The response must contain every line of the records that follow, duplicated exactly.
*** Opening of DATA IN THIS EXERCISE ***
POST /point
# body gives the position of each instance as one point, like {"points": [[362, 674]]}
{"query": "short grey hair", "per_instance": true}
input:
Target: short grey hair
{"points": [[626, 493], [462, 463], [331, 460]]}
*** Close of DATA IN THIS EXERCISE ***
* [RESPONSE BOX]
POST /point
# body gives the position of each instance as one point, like {"points": [[362, 674]]}
{"query": "short grey hair", "per_instance": true}
input:
Target: short grey hair
{"points": [[626, 493], [462, 463], [331, 460]]}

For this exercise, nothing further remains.